Saved entries:
---+---
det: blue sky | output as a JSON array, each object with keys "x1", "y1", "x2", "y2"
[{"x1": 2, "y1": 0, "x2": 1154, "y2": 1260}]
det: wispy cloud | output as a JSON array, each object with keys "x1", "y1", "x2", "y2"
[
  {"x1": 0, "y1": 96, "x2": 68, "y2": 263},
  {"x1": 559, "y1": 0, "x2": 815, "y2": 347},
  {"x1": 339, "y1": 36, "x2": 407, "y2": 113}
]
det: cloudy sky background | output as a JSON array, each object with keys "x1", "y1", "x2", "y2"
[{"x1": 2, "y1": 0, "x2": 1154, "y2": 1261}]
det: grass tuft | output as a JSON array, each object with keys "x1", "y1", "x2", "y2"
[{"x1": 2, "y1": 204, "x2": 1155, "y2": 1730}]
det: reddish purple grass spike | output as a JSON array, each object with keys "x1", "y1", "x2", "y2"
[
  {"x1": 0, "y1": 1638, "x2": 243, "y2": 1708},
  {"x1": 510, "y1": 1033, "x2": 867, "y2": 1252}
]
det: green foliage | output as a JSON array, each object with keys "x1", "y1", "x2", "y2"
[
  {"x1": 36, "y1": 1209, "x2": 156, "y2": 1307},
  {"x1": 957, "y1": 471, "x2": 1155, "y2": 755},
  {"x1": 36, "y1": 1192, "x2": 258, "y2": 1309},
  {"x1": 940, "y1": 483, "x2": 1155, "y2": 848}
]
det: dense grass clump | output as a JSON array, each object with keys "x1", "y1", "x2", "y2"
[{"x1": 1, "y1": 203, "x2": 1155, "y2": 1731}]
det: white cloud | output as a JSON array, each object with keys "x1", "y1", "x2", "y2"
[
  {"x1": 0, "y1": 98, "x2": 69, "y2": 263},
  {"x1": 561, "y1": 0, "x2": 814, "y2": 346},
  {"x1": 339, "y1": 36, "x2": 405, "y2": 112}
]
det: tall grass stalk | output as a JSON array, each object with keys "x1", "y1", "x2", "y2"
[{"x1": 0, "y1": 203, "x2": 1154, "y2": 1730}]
---+---
## Exercise goal:
Above are the records; retype every one exactly.

## Your response:
det: blue sky | output as a JSON array, each object with keys "x1", "y1", "x2", "y2"
[{"x1": 2, "y1": 0, "x2": 1154, "y2": 1260}]
det: wispy cloud | output as a JSON array, each object with keys "x1", "y1", "x2", "y2"
[
  {"x1": 0, "y1": 96, "x2": 68, "y2": 263},
  {"x1": 559, "y1": 0, "x2": 815, "y2": 347},
  {"x1": 339, "y1": 36, "x2": 407, "y2": 113}
]
det: cloudy sky background | output as a JSON array, each object with keys "x1", "y1", "x2", "y2"
[{"x1": 2, "y1": 0, "x2": 1154, "y2": 1261}]
det: grass tuft | output as a JSON array, each object with keys "x1", "y1", "x2", "y2"
[{"x1": 2, "y1": 204, "x2": 1155, "y2": 1730}]
det: reddish purple grass spike | output as a JSON array, each object with keys "x1", "y1", "x2", "y2"
[
  {"x1": 0, "y1": 1638, "x2": 243, "y2": 1708},
  {"x1": 510, "y1": 1033, "x2": 867, "y2": 1252}
]
det: green foliage | output as a JSON array, each object with keys "x1", "y1", "x2", "y2"
[
  {"x1": 36, "y1": 1209, "x2": 156, "y2": 1307},
  {"x1": 957, "y1": 471, "x2": 1155, "y2": 755},
  {"x1": 36, "y1": 1192, "x2": 258, "y2": 1309},
  {"x1": 940, "y1": 483, "x2": 1155, "y2": 848}
]
det: dense grass clump | output as a JSON array, each object with keys "x1", "y1", "x2", "y2"
[{"x1": 1, "y1": 203, "x2": 1155, "y2": 1731}]
det: white cloud | output as a JSON array, each object with keys "x1", "y1", "x2", "y2"
[
  {"x1": 0, "y1": 98, "x2": 69, "y2": 263},
  {"x1": 561, "y1": 0, "x2": 814, "y2": 346},
  {"x1": 339, "y1": 36, "x2": 405, "y2": 112}
]
det: tall grass stalk | output as a JSON array, each object with keys "x1", "y1", "x2", "y2"
[{"x1": 0, "y1": 203, "x2": 1154, "y2": 1730}]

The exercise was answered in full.